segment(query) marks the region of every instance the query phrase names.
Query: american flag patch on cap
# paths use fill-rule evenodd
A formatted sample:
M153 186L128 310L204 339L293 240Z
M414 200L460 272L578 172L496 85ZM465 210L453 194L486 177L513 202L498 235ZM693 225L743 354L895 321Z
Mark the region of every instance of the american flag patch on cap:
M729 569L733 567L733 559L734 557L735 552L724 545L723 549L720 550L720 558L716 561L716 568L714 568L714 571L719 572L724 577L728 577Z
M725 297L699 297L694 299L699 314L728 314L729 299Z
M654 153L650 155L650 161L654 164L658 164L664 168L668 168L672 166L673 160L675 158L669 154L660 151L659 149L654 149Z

__________________________________________________

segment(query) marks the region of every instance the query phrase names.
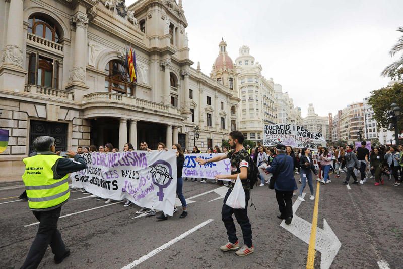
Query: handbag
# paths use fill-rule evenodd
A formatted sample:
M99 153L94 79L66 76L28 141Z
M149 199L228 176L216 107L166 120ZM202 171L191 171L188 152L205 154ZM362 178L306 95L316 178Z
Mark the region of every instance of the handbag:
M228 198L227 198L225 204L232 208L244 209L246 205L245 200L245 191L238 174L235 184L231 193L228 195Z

__________________________________________________

Work required. Show each row above that contains the word "region", where case counts.

Solution to this problem.
segment(query) marks the region of every instance the query phrase names.
Mark the region of every instance of the american flag patch on cap:
segment(query) marks the region of every instance the query phrase names.
Mark the region of every instance of the handbag:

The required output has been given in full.